INSTRUCTION:
Look in the data below for the line that contains "bird's tail, placing". Copy that line and the remaining lines exactly.

DATA PROVIDED:
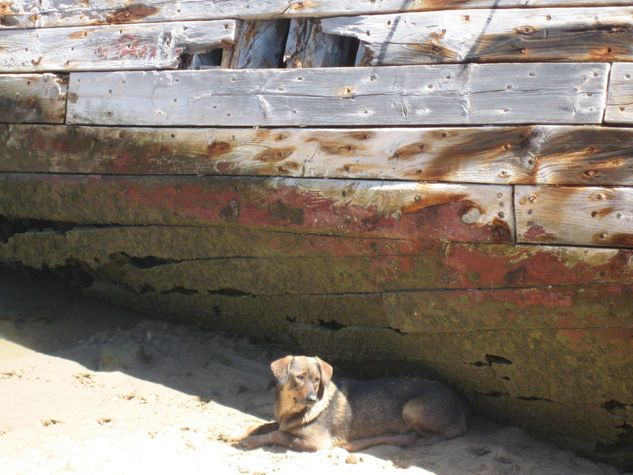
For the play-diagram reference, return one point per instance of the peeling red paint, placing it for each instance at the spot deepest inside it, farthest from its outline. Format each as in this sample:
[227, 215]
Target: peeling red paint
[536, 233]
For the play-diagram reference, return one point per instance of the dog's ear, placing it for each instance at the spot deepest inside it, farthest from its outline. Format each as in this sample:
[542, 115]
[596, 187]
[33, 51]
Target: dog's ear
[326, 370]
[281, 367]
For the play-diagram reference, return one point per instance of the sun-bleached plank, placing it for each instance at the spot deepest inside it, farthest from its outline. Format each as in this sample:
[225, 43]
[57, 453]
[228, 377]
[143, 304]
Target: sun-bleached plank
[408, 95]
[537, 154]
[593, 216]
[110, 47]
[620, 98]
[55, 13]
[33, 98]
[543, 34]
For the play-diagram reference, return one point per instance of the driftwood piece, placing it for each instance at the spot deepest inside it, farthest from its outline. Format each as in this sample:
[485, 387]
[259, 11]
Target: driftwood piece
[110, 47]
[575, 215]
[569, 155]
[463, 213]
[620, 97]
[406, 95]
[571, 34]
[55, 13]
[33, 98]
[308, 47]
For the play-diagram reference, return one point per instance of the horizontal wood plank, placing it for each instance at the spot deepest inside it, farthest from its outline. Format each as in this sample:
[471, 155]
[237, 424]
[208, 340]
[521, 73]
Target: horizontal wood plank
[54, 13]
[110, 47]
[583, 155]
[477, 213]
[406, 95]
[619, 108]
[382, 264]
[567, 307]
[503, 155]
[575, 215]
[547, 34]
[33, 98]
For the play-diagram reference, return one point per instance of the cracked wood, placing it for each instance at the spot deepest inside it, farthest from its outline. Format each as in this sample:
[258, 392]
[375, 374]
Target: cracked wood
[110, 47]
[582, 216]
[479, 213]
[620, 98]
[54, 13]
[33, 98]
[582, 155]
[381, 264]
[405, 95]
[570, 34]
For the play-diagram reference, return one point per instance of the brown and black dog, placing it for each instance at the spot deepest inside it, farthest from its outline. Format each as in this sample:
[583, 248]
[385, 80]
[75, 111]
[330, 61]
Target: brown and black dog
[313, 412]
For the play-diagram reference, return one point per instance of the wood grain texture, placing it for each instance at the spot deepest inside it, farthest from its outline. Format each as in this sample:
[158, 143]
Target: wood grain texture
[33, 98]
[465, 213]
[575, 215]
[55, 13]
[569, 155]
[308, 47]
[110, 47]
[260, 44]
[405, 95]
[619, 108]
[545, 34]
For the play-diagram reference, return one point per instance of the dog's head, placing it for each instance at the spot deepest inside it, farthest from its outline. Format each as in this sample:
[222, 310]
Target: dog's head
[301, 382]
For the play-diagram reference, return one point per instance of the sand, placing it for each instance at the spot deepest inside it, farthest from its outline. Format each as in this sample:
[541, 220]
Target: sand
[87, 387]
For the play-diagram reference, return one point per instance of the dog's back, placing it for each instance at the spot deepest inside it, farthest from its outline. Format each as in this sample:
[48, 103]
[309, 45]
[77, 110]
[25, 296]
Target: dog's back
[363, 409]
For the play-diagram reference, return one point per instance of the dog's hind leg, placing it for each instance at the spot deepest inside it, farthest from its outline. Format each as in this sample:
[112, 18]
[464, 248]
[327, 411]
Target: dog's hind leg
[435, 415]
[401, 440]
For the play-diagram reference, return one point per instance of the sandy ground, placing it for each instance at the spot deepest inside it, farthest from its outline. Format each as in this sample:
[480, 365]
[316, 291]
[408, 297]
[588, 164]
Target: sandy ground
[87, 387]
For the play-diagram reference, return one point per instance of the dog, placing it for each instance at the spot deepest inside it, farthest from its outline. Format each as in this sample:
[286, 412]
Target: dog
[314, 412]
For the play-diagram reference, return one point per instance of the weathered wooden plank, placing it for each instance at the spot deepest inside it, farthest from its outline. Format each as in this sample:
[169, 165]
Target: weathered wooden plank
[575, 215]
[53, 13]
[389, 209]
[504, 155]
[619, 108]
[571, 34]
[566, 307]
[110, 47]
[260, 44]
[308, 47]
[385, 263]
[33, 98]
[405, 95]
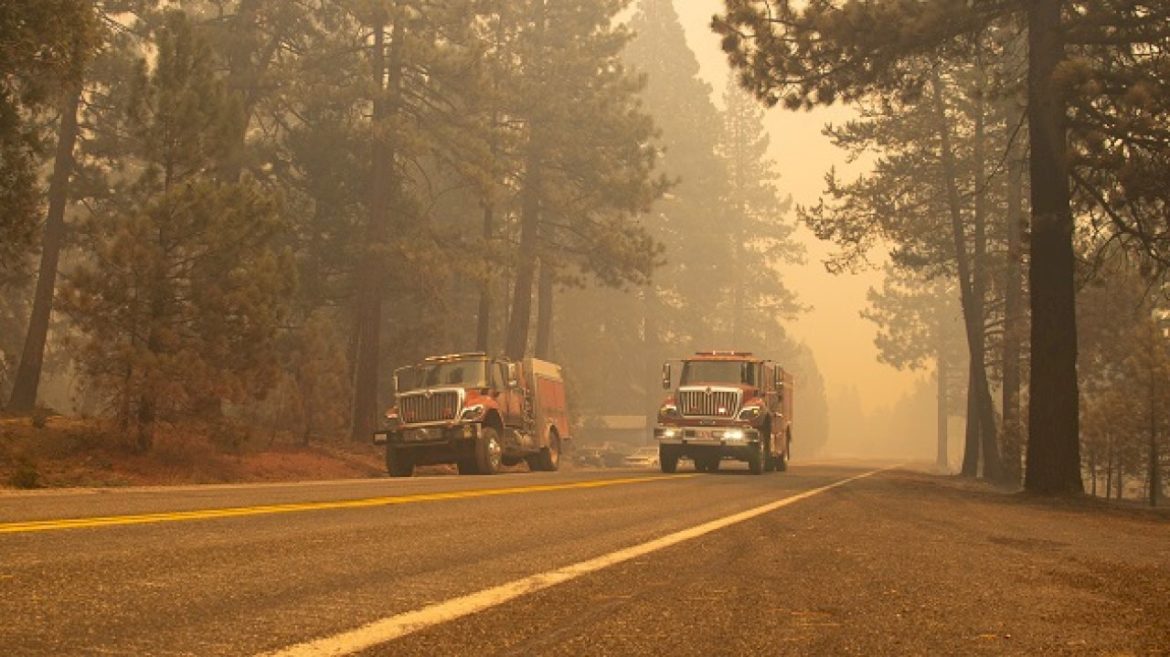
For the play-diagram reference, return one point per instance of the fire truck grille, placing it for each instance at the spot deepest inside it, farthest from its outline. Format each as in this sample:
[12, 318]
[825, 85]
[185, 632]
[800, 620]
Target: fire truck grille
[434, 407]
[708, 403]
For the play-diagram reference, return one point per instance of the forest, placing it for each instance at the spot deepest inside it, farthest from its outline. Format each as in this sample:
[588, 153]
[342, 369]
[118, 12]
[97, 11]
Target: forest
[247, 213]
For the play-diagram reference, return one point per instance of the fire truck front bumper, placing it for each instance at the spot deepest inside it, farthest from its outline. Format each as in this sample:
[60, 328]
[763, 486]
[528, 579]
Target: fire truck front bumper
[434, 434]
[706, 436]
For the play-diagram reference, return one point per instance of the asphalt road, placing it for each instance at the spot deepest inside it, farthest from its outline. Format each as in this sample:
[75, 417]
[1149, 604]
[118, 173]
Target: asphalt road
[587, 562]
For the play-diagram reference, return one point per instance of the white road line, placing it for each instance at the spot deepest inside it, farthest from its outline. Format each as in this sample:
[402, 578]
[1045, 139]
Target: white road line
[394, 627]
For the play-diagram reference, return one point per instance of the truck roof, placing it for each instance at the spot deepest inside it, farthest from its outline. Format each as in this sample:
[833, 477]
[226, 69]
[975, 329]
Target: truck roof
[725, 355]
[454, 357]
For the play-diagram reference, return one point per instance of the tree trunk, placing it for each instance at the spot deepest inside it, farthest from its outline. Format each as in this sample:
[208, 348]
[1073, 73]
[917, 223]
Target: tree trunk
[1155, 474]
[371, 275]
[651, 353]
[544, 312]
[981, 414]
[32, 359]
[971, 433]
[1053, 447]
[516, 344]
[1013, 319]
[989, 438]
[942, 461]
[525, 275]
[483, 325]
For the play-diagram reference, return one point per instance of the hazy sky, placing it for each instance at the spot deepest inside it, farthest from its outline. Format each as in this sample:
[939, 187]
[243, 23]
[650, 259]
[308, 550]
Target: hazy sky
[840, 338]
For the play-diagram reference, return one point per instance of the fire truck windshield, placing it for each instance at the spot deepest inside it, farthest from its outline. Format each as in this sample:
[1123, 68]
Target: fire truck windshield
[717, 372]
[459, 373]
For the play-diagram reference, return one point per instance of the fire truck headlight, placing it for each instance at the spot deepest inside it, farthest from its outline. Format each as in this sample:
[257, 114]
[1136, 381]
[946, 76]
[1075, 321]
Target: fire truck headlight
[669, 410]
[473, 412]
[750, 414]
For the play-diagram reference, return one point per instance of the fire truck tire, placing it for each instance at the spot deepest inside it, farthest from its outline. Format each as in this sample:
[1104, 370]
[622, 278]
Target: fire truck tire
[757, 458]
[668, 460]
[399, 463]
[488, 451]
[549, 460]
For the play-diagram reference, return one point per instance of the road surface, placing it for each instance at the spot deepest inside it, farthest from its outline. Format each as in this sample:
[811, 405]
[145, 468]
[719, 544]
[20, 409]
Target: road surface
[820, 560]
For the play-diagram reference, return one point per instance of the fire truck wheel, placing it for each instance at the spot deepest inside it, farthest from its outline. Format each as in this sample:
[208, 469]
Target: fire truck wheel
[668, 461]
[756, 460]
[488, 451]
[399, 463]
[549, 458]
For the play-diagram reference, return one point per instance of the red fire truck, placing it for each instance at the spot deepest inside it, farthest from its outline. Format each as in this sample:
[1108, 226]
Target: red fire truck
[728, 405]
[476, 412]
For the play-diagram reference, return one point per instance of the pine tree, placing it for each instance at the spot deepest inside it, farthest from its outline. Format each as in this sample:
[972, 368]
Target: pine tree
[184, 295]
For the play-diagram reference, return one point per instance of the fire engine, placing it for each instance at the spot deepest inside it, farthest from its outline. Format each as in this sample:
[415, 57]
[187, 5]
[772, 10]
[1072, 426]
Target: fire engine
[728, 405]
[476, 412]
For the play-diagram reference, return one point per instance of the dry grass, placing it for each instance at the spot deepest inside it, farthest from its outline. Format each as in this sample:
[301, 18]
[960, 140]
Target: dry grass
[70, 451]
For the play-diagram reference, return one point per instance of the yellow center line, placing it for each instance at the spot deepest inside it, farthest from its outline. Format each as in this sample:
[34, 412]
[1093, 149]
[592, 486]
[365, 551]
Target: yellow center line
[294, 507]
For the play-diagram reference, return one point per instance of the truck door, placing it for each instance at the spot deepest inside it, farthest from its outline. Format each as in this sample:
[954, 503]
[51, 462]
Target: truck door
[511, 395]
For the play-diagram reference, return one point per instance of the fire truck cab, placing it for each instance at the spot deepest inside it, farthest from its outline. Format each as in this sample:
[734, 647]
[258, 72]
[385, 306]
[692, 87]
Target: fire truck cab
[728, 405]
[476, 412]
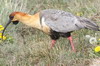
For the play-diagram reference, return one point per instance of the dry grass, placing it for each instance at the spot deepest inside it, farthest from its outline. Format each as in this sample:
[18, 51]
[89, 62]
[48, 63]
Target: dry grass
[29, 47]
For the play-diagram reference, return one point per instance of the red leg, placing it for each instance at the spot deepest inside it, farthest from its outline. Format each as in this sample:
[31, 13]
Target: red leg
[71, 42]
[53, 43]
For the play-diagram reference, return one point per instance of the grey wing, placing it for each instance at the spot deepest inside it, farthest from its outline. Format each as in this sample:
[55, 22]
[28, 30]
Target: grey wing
[61, 21]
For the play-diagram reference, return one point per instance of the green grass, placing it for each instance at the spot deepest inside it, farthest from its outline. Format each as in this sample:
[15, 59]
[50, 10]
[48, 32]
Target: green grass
[26, 46]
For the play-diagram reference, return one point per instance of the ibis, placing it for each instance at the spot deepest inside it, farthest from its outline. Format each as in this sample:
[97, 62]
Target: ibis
[55, 23]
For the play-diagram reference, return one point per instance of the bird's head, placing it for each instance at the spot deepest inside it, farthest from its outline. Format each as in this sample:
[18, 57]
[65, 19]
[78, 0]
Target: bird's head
[13, 18]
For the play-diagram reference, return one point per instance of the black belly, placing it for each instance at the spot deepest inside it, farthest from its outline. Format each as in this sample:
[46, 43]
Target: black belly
[56, 35]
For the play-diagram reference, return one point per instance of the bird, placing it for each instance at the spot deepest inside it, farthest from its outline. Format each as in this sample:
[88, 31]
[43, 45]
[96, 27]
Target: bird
[53, 22]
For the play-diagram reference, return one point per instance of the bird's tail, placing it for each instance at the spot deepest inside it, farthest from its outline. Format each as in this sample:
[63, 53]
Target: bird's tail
[87, 23]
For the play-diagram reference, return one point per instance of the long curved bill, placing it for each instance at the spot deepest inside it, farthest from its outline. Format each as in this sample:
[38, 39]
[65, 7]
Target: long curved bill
[5, 28]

RESPONSE BELOW:
For the play-diagram reference, return one point per instance of the bird's tail, placing it for each instance at the spot deepest inside it, farthest from its outline. Format each as in this sample:
[63, 53]
Target: bird's tail
[87, 23]
For the play-diagram reference, return one point per instance of the long curved bill, placing it for each instance at the spot deepest inside it, farthest from its outline. Format each as in this sample:
[38, 39]
[65, 7]
Target: long curved bill
[5, 28]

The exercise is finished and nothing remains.